# Instructions for the task:
Return every line of the records below that contains the word "pair".

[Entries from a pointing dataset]
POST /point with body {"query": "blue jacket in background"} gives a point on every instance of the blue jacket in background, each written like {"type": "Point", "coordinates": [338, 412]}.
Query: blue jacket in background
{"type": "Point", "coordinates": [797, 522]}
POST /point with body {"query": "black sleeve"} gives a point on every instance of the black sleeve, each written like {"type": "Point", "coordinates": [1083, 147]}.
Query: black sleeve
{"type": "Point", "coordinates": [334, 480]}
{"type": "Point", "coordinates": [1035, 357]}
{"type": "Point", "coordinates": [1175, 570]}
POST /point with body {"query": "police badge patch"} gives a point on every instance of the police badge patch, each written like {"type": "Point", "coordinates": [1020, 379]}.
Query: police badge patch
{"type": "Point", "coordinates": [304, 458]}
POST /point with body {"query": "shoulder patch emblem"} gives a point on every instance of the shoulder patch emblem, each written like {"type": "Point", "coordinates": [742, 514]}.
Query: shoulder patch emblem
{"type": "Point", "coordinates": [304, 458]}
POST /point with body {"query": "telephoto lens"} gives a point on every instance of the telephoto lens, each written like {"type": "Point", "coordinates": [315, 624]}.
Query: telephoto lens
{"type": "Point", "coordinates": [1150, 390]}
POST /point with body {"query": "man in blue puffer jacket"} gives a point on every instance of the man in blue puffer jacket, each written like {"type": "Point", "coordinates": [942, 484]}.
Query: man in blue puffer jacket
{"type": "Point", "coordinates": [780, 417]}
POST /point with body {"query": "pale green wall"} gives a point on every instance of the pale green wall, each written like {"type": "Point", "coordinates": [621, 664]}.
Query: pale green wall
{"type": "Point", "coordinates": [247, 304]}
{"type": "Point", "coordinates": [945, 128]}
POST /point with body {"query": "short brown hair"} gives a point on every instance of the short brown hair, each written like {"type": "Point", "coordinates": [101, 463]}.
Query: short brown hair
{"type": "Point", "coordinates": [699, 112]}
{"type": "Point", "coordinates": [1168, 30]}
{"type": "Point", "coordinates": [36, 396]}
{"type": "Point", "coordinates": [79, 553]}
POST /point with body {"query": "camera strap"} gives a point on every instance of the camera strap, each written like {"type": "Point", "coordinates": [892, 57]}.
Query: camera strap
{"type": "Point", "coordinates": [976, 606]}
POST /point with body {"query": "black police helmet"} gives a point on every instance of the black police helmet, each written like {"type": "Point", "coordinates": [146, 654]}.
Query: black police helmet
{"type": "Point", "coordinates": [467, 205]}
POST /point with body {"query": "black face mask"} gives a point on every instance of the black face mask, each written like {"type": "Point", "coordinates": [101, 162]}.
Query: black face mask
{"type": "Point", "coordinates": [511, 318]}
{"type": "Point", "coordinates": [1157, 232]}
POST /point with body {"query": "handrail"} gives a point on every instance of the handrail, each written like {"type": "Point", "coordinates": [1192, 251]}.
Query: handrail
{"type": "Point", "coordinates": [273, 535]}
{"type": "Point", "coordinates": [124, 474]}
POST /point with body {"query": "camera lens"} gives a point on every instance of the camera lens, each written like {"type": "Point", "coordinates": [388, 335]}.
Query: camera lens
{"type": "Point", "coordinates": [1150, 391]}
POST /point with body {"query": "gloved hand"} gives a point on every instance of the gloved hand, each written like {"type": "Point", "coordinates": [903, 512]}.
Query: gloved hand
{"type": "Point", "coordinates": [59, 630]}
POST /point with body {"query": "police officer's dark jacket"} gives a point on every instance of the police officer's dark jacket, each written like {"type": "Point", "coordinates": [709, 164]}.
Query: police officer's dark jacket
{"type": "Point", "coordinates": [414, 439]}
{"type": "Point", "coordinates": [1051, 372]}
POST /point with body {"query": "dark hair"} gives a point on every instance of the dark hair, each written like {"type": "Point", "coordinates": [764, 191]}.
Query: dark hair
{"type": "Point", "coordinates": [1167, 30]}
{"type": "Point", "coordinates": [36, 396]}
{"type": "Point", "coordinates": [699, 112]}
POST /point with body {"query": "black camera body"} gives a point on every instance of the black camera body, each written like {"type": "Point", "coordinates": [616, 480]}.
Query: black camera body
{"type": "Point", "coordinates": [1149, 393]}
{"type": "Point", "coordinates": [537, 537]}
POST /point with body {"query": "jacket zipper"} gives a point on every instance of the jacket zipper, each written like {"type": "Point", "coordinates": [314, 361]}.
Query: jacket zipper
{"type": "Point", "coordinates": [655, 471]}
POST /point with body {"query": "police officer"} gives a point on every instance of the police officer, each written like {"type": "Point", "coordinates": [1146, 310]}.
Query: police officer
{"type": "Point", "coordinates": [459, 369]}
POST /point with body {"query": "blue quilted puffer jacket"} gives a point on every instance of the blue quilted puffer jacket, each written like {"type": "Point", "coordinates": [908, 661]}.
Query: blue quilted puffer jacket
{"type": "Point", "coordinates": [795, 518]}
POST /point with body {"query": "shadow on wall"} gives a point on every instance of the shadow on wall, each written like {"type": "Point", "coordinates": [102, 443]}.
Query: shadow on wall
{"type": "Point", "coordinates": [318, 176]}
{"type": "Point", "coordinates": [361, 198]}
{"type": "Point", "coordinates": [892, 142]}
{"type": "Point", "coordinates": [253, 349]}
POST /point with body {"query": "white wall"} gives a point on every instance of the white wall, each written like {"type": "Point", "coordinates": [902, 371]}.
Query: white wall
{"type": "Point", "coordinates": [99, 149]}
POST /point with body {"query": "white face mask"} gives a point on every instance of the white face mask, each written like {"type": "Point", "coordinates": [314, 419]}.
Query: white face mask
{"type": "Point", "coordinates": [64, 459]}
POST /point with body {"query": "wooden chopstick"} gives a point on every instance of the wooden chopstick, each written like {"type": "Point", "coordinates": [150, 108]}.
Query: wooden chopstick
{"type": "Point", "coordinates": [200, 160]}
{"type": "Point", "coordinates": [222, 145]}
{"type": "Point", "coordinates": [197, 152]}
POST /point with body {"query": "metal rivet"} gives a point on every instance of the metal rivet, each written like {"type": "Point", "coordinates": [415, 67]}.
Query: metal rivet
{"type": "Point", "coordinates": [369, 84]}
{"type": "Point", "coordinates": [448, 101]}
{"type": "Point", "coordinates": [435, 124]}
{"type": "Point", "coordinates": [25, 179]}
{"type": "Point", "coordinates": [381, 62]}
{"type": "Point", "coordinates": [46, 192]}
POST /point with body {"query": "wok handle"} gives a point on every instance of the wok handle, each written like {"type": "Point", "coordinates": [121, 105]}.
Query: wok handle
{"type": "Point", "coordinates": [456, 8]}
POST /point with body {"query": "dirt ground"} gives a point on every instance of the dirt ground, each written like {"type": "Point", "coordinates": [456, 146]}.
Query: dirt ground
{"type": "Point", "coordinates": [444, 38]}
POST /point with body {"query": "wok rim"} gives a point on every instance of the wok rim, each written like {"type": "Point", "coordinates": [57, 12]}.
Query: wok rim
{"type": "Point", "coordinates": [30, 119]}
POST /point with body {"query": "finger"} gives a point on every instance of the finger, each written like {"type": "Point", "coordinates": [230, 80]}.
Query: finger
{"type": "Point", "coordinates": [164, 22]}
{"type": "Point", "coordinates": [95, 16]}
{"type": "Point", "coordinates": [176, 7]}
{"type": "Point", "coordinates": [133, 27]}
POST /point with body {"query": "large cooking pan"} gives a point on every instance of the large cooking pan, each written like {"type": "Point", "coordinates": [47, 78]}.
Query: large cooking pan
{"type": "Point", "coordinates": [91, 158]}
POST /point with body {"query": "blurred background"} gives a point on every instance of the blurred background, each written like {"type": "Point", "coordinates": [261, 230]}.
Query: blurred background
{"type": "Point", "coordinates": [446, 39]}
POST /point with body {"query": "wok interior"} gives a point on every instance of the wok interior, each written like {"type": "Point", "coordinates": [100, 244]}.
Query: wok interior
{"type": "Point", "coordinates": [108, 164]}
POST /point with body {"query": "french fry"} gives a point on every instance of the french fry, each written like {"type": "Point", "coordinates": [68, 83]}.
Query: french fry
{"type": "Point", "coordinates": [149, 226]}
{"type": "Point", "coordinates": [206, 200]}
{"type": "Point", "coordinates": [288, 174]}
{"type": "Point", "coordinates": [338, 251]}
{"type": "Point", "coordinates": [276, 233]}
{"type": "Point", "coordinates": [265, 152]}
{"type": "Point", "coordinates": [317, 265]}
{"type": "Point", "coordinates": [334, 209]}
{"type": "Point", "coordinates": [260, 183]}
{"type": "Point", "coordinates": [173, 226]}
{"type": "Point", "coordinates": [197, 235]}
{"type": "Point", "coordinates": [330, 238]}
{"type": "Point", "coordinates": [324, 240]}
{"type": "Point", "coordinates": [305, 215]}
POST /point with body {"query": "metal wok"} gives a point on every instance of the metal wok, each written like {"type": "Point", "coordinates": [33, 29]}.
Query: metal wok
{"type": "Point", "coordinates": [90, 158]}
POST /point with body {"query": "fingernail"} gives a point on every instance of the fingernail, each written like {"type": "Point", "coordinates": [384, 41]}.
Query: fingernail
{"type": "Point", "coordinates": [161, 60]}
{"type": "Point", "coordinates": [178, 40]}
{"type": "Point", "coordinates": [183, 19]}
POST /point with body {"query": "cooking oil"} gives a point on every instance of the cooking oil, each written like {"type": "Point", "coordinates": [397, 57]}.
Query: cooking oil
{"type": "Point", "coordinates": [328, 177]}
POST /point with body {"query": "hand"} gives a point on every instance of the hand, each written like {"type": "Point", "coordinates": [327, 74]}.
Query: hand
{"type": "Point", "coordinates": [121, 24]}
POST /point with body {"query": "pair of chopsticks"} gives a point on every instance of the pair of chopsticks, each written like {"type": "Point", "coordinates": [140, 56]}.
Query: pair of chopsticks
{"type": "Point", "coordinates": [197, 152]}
---
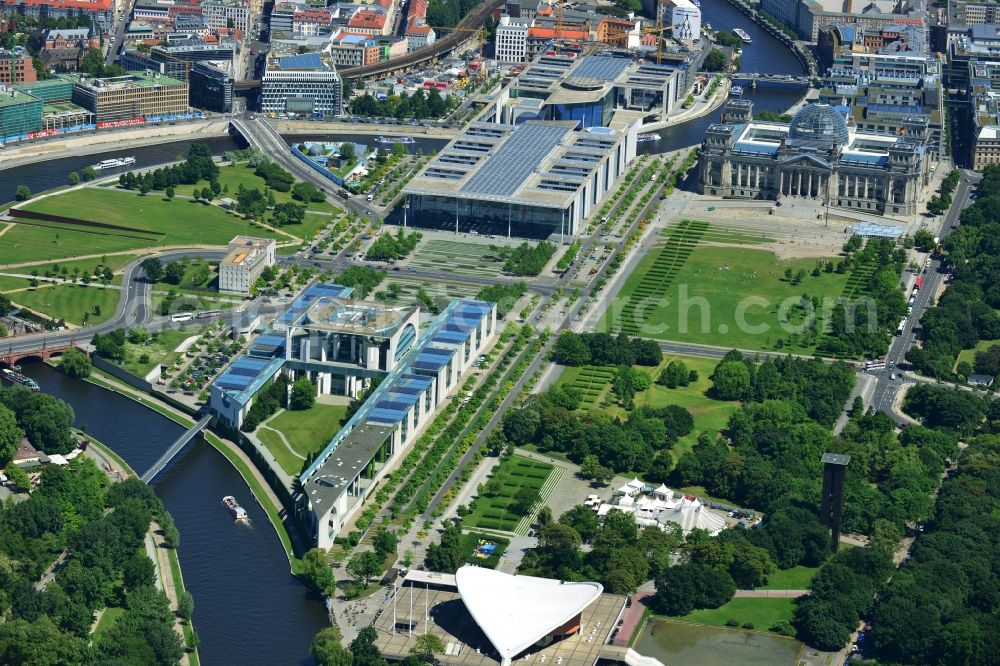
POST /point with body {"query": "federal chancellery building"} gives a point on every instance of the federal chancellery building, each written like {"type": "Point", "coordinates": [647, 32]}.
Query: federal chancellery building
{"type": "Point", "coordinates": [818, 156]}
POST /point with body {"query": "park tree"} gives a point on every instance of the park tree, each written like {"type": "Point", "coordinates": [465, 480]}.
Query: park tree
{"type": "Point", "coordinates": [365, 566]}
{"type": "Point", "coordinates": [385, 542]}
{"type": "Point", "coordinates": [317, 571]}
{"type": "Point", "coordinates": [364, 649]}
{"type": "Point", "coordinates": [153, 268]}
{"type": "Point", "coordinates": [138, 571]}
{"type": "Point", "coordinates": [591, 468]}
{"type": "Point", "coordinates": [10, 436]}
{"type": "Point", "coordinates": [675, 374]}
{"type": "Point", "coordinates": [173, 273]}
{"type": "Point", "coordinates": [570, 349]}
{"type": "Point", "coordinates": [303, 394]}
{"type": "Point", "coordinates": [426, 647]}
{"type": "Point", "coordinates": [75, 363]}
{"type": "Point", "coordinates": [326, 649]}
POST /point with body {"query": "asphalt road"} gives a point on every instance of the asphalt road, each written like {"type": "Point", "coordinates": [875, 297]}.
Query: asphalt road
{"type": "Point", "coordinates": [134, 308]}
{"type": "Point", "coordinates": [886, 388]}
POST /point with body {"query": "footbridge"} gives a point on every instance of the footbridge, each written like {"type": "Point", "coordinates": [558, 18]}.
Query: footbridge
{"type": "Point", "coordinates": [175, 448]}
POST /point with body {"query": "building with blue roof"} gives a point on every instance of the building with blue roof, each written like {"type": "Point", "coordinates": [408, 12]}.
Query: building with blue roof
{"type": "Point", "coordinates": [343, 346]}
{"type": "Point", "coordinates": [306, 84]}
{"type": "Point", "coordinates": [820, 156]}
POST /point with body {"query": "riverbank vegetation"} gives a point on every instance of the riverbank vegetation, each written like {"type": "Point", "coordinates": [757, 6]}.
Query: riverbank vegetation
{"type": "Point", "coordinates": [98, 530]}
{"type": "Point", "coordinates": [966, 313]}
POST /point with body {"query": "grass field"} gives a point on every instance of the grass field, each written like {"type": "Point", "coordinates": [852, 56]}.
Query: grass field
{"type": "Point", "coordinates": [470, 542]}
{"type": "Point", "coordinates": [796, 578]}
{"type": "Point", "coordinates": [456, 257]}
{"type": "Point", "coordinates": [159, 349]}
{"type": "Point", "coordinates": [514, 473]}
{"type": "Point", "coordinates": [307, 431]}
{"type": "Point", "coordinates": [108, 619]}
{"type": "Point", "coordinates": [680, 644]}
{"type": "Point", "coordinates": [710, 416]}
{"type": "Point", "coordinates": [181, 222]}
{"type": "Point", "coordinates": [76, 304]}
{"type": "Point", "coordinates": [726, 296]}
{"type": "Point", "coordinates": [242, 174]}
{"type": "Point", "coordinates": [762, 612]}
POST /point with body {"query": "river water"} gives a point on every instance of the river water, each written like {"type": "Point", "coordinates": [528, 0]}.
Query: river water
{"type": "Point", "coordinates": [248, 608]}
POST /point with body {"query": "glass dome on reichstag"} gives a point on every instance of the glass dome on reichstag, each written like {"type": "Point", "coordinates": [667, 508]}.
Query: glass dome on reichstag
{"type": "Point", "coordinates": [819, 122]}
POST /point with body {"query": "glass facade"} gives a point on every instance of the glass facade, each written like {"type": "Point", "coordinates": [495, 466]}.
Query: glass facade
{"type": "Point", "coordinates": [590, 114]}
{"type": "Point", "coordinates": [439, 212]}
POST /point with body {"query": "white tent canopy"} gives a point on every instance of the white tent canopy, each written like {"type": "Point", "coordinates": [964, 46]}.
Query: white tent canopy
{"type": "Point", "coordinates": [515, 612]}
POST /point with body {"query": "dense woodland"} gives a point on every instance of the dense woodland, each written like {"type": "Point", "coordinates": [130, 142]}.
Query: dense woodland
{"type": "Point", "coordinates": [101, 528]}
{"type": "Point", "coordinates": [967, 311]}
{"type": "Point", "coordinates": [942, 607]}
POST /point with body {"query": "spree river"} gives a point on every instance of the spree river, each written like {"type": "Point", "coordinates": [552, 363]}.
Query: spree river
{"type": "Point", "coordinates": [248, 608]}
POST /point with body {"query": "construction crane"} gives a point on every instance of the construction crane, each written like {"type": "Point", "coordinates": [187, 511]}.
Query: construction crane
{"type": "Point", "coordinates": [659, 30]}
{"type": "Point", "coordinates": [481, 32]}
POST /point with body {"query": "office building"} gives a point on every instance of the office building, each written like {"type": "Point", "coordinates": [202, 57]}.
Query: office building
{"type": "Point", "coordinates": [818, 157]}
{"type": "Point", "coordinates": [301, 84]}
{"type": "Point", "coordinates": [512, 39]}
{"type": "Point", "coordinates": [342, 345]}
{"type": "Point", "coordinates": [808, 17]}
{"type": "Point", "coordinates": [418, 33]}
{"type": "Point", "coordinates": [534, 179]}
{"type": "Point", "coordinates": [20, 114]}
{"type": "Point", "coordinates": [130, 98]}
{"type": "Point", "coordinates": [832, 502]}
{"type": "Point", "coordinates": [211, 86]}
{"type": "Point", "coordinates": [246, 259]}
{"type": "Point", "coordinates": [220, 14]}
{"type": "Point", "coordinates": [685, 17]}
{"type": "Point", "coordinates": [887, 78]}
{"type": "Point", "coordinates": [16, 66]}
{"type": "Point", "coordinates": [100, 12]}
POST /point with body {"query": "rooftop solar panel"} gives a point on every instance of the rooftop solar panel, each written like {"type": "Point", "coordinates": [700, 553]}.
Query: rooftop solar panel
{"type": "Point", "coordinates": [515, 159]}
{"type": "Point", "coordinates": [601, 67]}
---
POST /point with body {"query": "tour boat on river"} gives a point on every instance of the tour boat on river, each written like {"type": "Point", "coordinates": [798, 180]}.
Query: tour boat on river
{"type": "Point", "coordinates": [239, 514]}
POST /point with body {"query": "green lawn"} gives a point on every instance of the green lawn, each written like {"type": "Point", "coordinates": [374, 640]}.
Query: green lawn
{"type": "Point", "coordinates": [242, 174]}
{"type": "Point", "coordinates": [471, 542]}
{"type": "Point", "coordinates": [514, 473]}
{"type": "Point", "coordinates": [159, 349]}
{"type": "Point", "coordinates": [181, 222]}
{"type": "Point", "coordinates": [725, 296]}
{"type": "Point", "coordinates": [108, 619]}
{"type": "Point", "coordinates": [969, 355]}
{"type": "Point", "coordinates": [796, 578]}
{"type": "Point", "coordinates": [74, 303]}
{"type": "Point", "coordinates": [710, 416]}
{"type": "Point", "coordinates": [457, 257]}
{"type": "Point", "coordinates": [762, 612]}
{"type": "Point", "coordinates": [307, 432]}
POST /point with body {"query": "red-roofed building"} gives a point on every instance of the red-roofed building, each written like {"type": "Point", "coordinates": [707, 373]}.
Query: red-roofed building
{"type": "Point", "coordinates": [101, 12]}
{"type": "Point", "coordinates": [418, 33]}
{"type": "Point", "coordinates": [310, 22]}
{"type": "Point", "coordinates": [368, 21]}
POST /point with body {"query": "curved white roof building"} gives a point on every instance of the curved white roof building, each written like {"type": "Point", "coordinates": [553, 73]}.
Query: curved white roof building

# Response:
POST /point with body {"query": "pair of chopsticks"} gives a point on every instance of the pair of chopsticks, each written like {"type": "Point", "coordinates": [140, 56]}.
Query: pair of chopsticks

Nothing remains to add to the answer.